=== YOUR OBJECTIVE ===
Rewrite the listing below, replacing "Point out" with "Locate" everywhere and leaving everything else unchanged.

=== RECORDS SHOWN ===
========

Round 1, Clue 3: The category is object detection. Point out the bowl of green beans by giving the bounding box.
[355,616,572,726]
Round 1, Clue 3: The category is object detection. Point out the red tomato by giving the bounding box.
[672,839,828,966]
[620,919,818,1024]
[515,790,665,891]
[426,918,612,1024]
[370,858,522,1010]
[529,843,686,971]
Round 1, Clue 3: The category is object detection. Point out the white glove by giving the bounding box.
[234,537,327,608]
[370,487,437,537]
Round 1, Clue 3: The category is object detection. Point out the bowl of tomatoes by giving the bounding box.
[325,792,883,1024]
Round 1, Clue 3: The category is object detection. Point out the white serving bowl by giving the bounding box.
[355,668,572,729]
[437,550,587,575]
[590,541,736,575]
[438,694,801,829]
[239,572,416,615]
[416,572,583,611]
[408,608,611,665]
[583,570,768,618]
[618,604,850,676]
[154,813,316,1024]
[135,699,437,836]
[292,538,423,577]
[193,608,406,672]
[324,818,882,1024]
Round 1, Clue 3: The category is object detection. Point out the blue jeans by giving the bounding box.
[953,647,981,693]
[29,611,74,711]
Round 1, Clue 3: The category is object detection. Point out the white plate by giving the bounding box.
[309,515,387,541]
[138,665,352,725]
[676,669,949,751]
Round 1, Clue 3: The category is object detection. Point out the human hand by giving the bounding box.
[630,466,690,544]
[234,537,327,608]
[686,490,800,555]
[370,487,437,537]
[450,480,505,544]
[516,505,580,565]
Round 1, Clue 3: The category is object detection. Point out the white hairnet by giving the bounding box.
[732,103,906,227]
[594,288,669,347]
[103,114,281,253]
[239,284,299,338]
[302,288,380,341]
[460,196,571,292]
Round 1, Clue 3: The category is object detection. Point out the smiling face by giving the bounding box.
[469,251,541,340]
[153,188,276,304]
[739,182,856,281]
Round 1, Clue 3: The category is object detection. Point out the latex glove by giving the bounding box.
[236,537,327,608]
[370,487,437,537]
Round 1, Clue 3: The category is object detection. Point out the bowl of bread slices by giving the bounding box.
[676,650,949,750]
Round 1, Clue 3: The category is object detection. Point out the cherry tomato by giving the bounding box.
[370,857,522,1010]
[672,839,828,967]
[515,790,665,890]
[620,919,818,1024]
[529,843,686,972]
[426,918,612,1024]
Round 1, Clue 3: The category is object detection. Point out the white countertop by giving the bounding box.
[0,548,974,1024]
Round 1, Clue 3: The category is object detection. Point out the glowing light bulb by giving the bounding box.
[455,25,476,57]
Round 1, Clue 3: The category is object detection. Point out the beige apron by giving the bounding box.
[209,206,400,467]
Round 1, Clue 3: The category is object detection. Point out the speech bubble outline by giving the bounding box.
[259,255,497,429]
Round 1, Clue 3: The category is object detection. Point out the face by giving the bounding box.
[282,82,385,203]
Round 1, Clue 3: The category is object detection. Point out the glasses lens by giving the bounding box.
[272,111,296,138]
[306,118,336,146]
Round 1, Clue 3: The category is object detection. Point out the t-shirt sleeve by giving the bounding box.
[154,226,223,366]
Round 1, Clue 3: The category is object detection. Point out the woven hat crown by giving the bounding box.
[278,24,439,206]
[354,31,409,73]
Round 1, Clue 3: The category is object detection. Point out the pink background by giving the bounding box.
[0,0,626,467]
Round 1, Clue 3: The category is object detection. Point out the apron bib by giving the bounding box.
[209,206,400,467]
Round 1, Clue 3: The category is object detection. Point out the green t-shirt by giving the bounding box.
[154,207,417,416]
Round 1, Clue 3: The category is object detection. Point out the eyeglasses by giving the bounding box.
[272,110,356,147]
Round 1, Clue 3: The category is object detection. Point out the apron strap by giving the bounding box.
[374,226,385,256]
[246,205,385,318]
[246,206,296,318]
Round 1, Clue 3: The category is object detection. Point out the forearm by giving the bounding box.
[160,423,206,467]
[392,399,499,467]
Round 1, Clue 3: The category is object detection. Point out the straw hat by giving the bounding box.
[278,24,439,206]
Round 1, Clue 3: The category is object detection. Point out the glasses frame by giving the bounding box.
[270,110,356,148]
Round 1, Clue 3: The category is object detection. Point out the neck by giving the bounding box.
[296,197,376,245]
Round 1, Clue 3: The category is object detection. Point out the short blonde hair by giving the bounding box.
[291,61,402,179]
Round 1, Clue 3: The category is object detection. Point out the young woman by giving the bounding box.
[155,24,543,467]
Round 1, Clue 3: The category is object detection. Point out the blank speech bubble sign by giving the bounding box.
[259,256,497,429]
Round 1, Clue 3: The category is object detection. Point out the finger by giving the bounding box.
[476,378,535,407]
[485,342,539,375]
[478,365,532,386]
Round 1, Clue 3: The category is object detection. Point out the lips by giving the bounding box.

========

=== PROBLEM SOLUTION ===
Round 1, Clue 3: The category is object detection. Locate the bowl of green beans by giving the bounding box.
[355,616,572,726]
Round 1, Clue 3: The category is object detection. Locate the red tomato by giving the bounding box.
[672,839,828,966]
[620,919,818,1024]
[515,790,665,891]
[426,918,612,1024]
[370,858,522,1010]
[529,843,686,971]
Round 1, Clue 3: The category is object detection. Locate the white glove by giving the bounding box.
[234,537,327,608]
[370,487,437,537]
Round 1, Clue 3: The category is object detection. Locate the bowl of tomatoes by giving the bounding box.
[325,792,883,1024]
Round 1, Clue 3: The category is object detection. Locate the white serving bowl by giving the bounding box.
[355,668,572,729]
[437,550,587,575]
[590,541,736,575]
[438,694,801,829]
[239,572,416,615]
[416,572,583,611]
[408,608,611,665]
[583,570,768,618]
[618,604,850,676]
[154,813,316,1024]
[135,699,437,836]
[292,538,423,577]
[193,608,406,672]
[324,818,882,1024]
Round 1, Clue 3: The category is object detection. Locate the blue jeans by giving the bounding box.
[953,647,981,693]
[29,611,74,711]
Round 1, Clue 3: The category is object detection. Locate the white plate by giving the bounding box.
[309,515,387,541]
[138,665,352,725]
[676,669,949,751]
Round 1, Clue 3: The category is object detection. Locate the human hand by giving the bounding box.
[630,466,690,544]
[234,537,327,608]
[686,490,800,555]
[370,487,437,537]
[450,480,505,544]
[516,505,580,565]
Round 1, Clue 3: The category is object detection. Locate the white hairnet by giving the bounding box.
[732,103,906,227]
[594,288,669,347]
[103,114,281,253]
[239,284,299,338]
[302,288,380,341]
[460,196,571,292]
Round 1, Clue 3: The category is object detection. Locate the smiling face by giving the bounding box.
[469,251,541,340]
[153,188,276,304]
[739,182,856,281]
Round 1, Clue 3: The category is object detection. Locate the latex glove by giving the bounding box.
[236,537,327,608]
[370,487,437,537]
Round 1, Clue 3: The category is object detection. Locate the bowl of bread slices by giving the bounding box.
[676,650,949,750]
Round 1, Clue 3: The category is object detection. Locate the cherry tomato by giving the bounding box.
[370,857,522,1010]
[672,839,828,967]
[515,790,665,890]
[620,919,818,1024]
[529,843,686,972]
[426,918,612,1024]
Round 1, Clue 3: The category is object detection. Locate the white countertop by giving the bounding box.
[0,548,974,1024]
Round 1, Clue 3: The category is object detection. Locate the glowing light bulb by giving the bounding box.
[455,25,476,57]
Round 1, Clue 3: The category is object detection. Locate the beige apron by giving the bounding box.
[209,206,400,467]
Round 1, Clue 3: The category is object detection. Locate the speech bubble outline by giving the bounding box.
[259,255,497,429]
Round 1, Clue 3: The category is object detection. Locate the face by giving the bounding box.
[282,82,385,203]
Round 1, Clue 3: The category is object detection. Locate the glasses lens by giving the bounding box.
[272,111,296,138]
[306,118,336,146]
Round 1, Clue 3: The category is object detection. Locate the t-shirt sleeve by giving the bounding box.
[154,226,223,366]
Round 1, Clue 3: The category is object detection. Locate the woven hat crown by giving the bounding box.
[278,24,439,206]
[354,31,409,73]
Round 1, Clue 3: The category is object detection. Locate the pink background by giving the bounding box.
[0,0,626,467]
Round 1, Clue 3: The category is object detection. Locate the apron bib by giving the bounding box.
[209,206,400,467]
Round 1, Clue 3: The category is object detection. Locate the green t-shirt by giving the bounding box.
[154,207,417,416]
Round 1, Clue 3: The category is object detection. Locate the eyeglasses by giving the bounding box.
[272,110,356,147]
Round 1, Clue 3: The category is object detection. Locate the apron strap by giving the bounding box.
[374,226,385,256]
[246,205,385,318]
[246,206,296,318]
Round 1, Clue 3: The category is object detection. Locate the forearm by giving the bounding box.
[160,423,206,467]
[392,399,499,467]
Round 1, Clue 3: The category is object detection. Locate the straw hat by giving the bounding box.
[278,24,439,206]
Round 1, Clue 3: The category is object detection. Locate the glasses frame by giving the bounding box.
[270,110,356,148]
Round 1, Clue 3: The category is object detection. Locate the neck by giving the bounding box.
[296,197,376,245]
Round 1, Clue 3: The category is object detection. Locate the short blonde hair by giving the bounding box.
[291,61,402,179]
Round 1, Clue 3: The category is object detection. Locate the young woman by giving the bounding box.
[155,24,543,467]
Round 1, Clue 3: The category is object detection. Locate the blank speech bubble sign by giving the bounding box.
[259,256,497,429]
Round 1, Clue 3: The category is object detection. Locate the finger by giving the bounding box.
[476,378,535,407]
[485,342,539,375]
[478,365,532,386]
Round 1, Clue 3: The category is object detection. Locate the lips by giving the bounding box.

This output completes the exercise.